▶ _Instructions to follow_
Rewrite the testimony summary from "The next witness" to "into his cell.", changing "inmates" to "prisoners" throughout.

Officer Rubert said that if he saw someone bleeding excessively or hunched over looking like they were in pain, he would normally notify medical to come immediately. If not, he would call them over the telephone and they would determine when they would come. He did not recall specifically the Plaintiff saying anything about getting a nurse or seeing a nurse (Tr. 103).

The next witness was IRC David Jenkins. He stated that he had worked at the Turney Center since 2001. An IRC has duties in both security and in "treatment." He counsels inmates, works with reclassification, and sits on the Protective Custody Board, Disciplinary Board, and the Grievance Board (Tr. 105-6). He testified that on November 1, 2010, he received a call from Officer McCarson to come to Delta pod. He came to Delta pod along with Officer Walters, and he saw the Plaintiff sitting on the floor about six to eight feet inside the pod door. He was sitting on the pod floor leaning against the wall and refusing to go back into his cell.

(Image-grounded pointing data)
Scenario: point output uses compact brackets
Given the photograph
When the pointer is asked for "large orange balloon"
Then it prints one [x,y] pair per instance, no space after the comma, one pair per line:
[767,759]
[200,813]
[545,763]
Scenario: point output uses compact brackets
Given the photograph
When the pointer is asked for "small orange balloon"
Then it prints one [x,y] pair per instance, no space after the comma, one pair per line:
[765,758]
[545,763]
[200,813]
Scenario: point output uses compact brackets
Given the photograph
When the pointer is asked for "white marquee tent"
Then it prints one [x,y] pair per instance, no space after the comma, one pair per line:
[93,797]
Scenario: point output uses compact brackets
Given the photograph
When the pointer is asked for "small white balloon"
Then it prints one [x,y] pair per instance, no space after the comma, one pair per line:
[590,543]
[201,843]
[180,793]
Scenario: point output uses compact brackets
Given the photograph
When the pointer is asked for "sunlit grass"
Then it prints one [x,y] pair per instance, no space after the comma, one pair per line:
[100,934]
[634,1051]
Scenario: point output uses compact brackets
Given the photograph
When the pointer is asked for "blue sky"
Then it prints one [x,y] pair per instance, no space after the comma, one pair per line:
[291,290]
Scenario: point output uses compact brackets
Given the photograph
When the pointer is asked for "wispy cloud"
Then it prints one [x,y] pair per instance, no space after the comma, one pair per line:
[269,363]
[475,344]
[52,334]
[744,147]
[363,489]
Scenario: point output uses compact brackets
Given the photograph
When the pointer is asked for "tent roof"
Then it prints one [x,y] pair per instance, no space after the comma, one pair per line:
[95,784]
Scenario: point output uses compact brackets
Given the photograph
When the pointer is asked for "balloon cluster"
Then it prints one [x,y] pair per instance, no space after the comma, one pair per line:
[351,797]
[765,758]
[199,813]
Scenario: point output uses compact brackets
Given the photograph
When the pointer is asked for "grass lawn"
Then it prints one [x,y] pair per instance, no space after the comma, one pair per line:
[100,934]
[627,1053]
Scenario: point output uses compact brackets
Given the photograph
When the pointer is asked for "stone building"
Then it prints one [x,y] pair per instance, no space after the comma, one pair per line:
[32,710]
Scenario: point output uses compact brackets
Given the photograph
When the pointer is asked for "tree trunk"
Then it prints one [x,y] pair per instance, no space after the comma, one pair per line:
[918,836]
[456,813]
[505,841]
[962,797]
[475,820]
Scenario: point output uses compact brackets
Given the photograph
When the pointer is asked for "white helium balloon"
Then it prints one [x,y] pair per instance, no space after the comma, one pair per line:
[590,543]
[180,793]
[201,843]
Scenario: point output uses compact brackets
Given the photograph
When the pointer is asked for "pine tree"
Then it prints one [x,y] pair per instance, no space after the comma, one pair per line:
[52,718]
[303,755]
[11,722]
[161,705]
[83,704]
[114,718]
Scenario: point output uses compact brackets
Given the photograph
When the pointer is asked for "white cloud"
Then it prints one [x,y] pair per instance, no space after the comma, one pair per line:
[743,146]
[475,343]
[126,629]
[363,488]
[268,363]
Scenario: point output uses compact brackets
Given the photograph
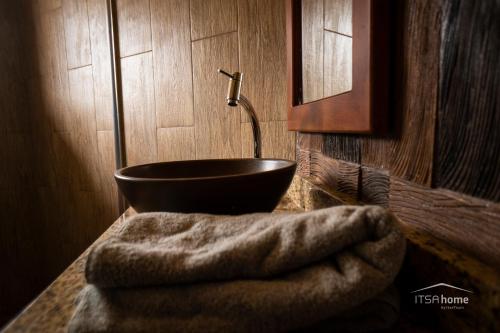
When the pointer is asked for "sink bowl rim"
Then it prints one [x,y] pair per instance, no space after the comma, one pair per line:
[119,173]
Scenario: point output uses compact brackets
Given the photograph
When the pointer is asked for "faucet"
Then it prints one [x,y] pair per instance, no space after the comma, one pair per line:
[234,98]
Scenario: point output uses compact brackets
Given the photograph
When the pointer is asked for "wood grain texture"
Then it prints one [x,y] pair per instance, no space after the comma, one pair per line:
[108,204]
[312,50]
[310,141]
[262,42]
[335,175]
[409,152]
[465,222]
[343,147]
[374,188]
[134,26]
[172,63]
[84,131]
[337,64]
[213,17]
[176,143]
[277,141]
[468,142]
[338,16]
[51,63]
[217,126]
[101,64]
[76,28]
[139,116]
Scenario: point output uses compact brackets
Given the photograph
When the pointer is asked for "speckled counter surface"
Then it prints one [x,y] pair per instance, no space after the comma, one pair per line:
[53,308]
[428,260]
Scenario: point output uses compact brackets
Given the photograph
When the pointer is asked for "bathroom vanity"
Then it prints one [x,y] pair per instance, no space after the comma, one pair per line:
[52,310]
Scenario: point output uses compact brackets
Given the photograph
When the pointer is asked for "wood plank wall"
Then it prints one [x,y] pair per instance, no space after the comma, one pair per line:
[439,168]
[57,191]
[174,99]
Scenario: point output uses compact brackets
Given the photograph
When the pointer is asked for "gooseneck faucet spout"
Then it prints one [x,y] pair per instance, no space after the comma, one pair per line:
[234,97]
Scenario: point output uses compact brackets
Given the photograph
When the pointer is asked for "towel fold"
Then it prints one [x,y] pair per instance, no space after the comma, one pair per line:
[249,273]
[171,248]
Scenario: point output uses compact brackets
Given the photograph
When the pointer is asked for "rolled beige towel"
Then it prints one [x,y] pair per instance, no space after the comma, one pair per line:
[168,272]
[169,248]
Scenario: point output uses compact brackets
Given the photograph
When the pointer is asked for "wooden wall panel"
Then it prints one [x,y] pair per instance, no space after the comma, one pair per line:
[84,129]
[336,175]
[374,186]
[139,108]
[262,46]
[277,141]
[134,26]
[338,16]
[176,143]
[312,50]
[213,17]
[217,126]
[337,64]
[468,144]
[172,63]
[107,167]
[468,223]
[76,28]
[409,153]
[53,65]
[101,64]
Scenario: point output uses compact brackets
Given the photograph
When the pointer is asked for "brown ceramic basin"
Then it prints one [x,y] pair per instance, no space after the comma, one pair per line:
[230,186]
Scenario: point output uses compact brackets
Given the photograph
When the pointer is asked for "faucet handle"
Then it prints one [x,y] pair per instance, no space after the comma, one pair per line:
[225,73]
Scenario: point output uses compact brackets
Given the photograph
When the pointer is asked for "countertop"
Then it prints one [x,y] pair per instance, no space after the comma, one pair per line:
[53,308]
[427,261]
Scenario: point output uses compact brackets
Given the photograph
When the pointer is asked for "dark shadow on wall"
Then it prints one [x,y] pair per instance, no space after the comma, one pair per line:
[51,206]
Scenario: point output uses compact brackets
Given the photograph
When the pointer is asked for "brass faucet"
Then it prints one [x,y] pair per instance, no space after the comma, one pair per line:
[234,97]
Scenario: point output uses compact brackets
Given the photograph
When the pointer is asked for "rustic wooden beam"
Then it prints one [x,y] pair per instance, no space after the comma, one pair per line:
[467,223]
[468,145]
[374,188]
[337,176]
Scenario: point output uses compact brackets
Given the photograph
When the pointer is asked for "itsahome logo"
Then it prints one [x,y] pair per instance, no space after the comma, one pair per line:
[428,296]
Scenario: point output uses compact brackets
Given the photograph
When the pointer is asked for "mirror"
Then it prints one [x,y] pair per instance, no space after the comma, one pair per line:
[337,61]
[326,48]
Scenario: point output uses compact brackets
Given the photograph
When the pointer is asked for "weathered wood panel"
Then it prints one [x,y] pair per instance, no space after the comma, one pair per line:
[338,16]
[172,63]
[468,145]
[134,26]
[310,141]
[468,223]
[213,17]
[343,147]
[312,50]
[176,143]
[374,186]
[76,28]
[84,132]
[277,141]
[109,192]
[338,176]
[262,46]
[337,62]
[101,64]
[217,126]
[139,116]
[409,152]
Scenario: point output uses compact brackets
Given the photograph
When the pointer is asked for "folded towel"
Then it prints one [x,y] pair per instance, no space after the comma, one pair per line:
[250,273]
[170,248]
[236,309]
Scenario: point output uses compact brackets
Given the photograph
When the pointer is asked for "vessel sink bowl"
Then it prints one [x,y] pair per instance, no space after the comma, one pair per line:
[226,186]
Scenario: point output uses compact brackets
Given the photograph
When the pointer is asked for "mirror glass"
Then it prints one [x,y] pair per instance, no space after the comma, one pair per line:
[326,48]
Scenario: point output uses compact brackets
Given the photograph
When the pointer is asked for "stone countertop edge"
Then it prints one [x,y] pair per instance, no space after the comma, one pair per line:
[53,308]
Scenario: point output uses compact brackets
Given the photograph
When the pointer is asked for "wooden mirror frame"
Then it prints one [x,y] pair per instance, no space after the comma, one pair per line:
[363,109]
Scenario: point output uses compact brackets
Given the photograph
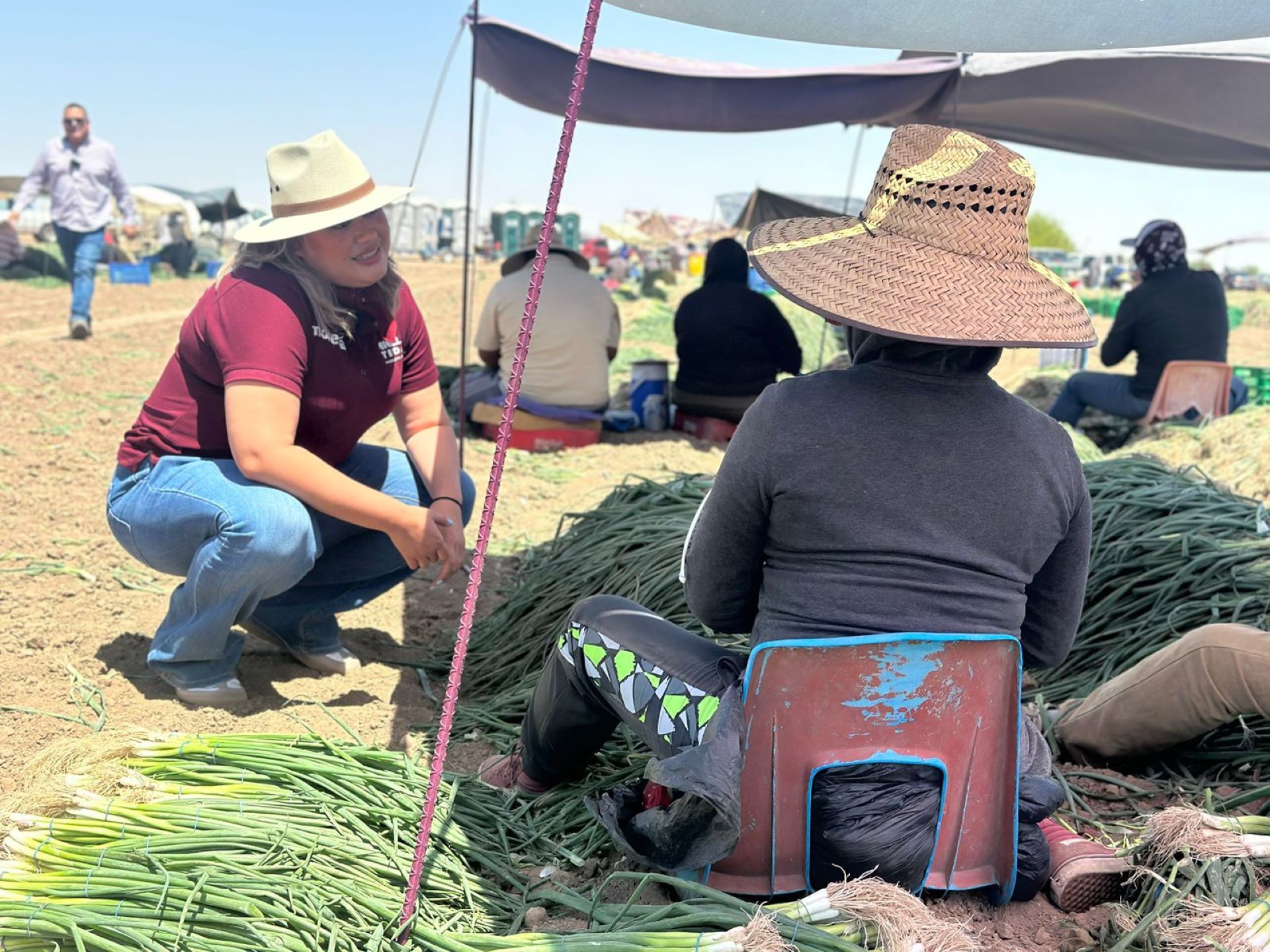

▶ _The completed task_
The next witness was IRC David Jenkins. He stated that he had worked at the Turney Center since 2001. An IRC has duties in both security and in "treatment." He counsels prisoners, works with reclassification, and sits on the Protective Custody Board, Disciplinary Board, and the Grievance Board (Tr. 105-6). He testified that on November 1, 2010, he received a call from Officer McCarson to come to Delta pod. He came to Delta pod along with Officer Walters, and he saw the Plaintiff sitting on the floor about six to eight feet inside the pod door. He was sitting on the pod floor leaning against the wall and refusing to go back into his cell.